## BEGIN Supplied data

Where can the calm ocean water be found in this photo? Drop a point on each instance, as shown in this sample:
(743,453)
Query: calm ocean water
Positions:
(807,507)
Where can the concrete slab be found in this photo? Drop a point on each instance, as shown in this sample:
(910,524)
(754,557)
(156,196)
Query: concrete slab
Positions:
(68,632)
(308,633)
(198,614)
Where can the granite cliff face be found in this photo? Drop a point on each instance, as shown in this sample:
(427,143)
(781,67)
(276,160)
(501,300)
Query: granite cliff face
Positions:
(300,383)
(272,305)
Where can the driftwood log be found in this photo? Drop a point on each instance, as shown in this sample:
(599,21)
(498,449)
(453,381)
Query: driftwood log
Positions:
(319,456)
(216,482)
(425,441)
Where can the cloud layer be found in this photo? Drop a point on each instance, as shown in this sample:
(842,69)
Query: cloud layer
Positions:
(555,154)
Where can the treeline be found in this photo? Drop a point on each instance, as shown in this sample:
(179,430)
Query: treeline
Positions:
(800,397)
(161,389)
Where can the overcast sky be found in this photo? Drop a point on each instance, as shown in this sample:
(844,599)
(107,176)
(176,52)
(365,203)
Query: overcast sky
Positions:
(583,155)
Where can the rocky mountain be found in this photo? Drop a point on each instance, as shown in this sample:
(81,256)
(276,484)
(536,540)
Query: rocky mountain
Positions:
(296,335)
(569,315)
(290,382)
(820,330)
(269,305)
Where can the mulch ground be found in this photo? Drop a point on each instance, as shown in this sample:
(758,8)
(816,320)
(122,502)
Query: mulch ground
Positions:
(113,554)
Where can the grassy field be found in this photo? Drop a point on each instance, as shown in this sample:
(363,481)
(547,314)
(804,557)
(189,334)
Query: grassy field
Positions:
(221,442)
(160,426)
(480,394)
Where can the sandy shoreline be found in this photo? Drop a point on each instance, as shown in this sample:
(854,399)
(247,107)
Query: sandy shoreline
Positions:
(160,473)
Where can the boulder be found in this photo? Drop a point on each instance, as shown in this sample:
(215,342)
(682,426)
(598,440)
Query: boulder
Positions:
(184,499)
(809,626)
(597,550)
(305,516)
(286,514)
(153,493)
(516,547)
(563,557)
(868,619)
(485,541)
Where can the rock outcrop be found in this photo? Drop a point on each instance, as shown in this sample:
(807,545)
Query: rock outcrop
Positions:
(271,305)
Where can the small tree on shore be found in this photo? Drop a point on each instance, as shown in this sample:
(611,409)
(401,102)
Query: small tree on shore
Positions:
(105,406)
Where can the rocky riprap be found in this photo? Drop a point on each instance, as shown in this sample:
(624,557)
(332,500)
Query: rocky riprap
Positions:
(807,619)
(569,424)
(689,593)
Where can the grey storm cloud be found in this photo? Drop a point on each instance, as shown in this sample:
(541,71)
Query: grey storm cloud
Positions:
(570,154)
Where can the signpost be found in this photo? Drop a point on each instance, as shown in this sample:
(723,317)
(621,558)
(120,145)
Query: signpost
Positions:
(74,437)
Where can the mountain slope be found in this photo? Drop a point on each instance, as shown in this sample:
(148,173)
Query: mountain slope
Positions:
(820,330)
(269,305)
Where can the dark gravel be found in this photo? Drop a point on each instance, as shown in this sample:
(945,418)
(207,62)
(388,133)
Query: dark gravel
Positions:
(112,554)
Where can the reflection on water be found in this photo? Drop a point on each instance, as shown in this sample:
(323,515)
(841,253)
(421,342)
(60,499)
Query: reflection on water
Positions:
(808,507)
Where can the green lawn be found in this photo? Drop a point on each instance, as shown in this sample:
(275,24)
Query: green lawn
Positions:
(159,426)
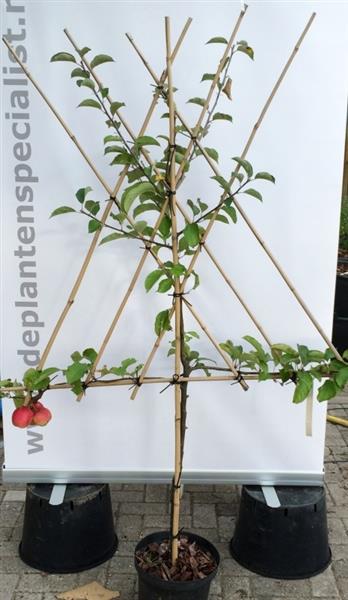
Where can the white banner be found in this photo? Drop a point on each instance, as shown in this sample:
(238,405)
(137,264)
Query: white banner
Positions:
(254,436)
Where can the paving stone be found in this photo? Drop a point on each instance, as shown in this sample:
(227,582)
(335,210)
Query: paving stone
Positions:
(26,596)
(129,527)
(277,588)
(162,522)
(142,508)
(235,588)
(337,531)
(157,493)
(204,515)
(8,586)
(14,496)
(123,583)
(226,527)
(127,496)
(324,585)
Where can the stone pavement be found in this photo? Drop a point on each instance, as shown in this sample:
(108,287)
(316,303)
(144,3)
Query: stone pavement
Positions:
(207,510)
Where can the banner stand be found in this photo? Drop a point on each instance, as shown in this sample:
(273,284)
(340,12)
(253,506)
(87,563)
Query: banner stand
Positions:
(285,540)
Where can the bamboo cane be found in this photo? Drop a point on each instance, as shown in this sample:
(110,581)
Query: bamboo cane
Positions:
(224,356)
(237,205)
(125,124)
(200,119)
(210,94)
(131,381)
(112,193)
(177,306)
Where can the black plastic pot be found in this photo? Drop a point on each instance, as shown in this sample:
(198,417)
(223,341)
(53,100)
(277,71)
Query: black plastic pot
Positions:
(153,588)
(290,542)
(73,536)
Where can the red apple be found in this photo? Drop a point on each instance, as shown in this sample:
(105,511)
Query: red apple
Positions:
(42,416)
(22,416)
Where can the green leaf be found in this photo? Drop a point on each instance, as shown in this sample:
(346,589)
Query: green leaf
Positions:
(162,322)
(247,50)
(132,192)
(199,101)
(191,234)
(84,51)
(145,207)
(328,390)
(123,158)
(224,184)
(114,106)
(253,193)
(146,140)
(62,210)
(111,237)
(100,59)
(82,193)
(217,40)
(284,348)
(90,102)
(78,72)
(341,377)
(93,226)
(164,285)
(303,387)
(211,152)
(152,278)
(231,211)
(222,117)
(244,164)
(87,83)
(63,56)
(127,362)
(104,92)
(264,175)
(304,354)
(92,206)
(220,218)
(112,138)
(165,227)
(75,371)
(110,149)
(90,354)
(208,77)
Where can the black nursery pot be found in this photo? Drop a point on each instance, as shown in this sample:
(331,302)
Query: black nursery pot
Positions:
(153,588)
(70,537)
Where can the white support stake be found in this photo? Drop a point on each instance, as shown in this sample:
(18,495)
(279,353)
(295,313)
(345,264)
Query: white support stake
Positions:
(271,496)
(57,494)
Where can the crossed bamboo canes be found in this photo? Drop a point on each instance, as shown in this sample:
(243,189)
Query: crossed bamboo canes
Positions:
(120,309)
(112,193)
(237,205)
(113,198)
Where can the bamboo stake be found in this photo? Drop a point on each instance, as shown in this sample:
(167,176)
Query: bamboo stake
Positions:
(131,381)
(224,356)
(177,306)
(210,94)
(133,136)
(124,300)
(200,119)
(112,193)
(237,205)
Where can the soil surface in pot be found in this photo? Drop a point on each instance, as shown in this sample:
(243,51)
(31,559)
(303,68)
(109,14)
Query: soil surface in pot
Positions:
(192,564)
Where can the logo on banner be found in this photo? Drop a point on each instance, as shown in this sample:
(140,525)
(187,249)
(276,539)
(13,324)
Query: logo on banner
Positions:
(22,200)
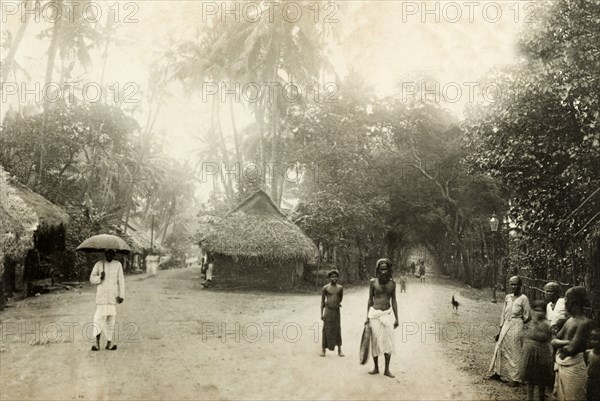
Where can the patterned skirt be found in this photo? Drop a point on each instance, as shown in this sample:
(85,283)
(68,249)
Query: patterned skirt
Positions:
(537,364)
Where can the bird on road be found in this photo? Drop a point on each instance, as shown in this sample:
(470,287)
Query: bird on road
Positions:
(455,304)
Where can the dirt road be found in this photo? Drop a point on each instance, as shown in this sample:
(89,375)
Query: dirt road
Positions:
(178,341)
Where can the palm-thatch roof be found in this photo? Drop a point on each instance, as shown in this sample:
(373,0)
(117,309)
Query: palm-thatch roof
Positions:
(46,211)
(257,229)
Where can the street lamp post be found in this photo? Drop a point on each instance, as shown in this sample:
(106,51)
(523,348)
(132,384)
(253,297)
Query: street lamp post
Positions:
(494,228)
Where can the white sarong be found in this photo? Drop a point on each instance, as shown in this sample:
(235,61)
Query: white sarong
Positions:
(570,378)
(382,328)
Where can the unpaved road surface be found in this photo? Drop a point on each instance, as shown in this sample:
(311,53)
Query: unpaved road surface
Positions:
(179,341)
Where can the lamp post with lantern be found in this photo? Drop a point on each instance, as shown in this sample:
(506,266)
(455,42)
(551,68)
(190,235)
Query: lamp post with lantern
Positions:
(494,228)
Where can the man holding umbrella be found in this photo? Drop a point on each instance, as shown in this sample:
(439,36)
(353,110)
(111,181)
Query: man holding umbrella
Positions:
(108,275)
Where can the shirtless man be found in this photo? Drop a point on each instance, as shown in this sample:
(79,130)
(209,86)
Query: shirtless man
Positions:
(570,342)
(382,315)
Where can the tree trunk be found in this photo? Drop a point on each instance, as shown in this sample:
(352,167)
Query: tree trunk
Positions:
(10,57)
(52,49)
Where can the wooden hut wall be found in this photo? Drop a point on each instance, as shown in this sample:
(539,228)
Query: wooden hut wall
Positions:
(230,273)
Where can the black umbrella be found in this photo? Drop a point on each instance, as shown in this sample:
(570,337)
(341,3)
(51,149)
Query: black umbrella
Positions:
(103,242)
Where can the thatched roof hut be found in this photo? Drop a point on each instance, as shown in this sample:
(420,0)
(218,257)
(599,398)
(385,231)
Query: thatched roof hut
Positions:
(45,211)
(34,228)
(257,229)
(256,245)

## END Supplied data

### What is needed
Return the line that contains "Where can the man" along with every line after it through the end of the entries, exactly, adding nothing.

### Output below
Where can the man holding umbrella be found in this photo? Drop a point on each instance, as shown in this sample:
(439,36)
(353,110)
(111,181)
Query: man holding umbrella
Positions:
(108,275)
Where can the shirtless man be found in this photo? Drop a point on each instance, as shown in this sample:
(79,130)
(209,86)
Query: shirtless man
Positions:
(570,342)
(382,315)
Where can the tree trunk be found in this photo? Drop a point on each instance, as shown in this sample:
(352,167)
Query: tree trunk
Positions:
(10,57)
(52,49)
Where can the wooden hut wall be found in this photo? Drop a point on each instance, as shown in this sample:
(539,228)
Query: wooden hut wall
Positions:
(230,273)
Where can the black umbrella be found in this photo? Drop a point on each instance, as shown in this sample:
(570,337)
(341,3)
(51,149)
Query: black umbrella
Positions:
(103,242)
Where can the thatched roof hut be found in this photo? Drop a point on each instance, as shown in this sample:
(420,0)
(218,257)
(599,398)
(385,231)
Query: thatched roof hut
Positions:
(45,211)
(34,228)
(257,229)
(256,245)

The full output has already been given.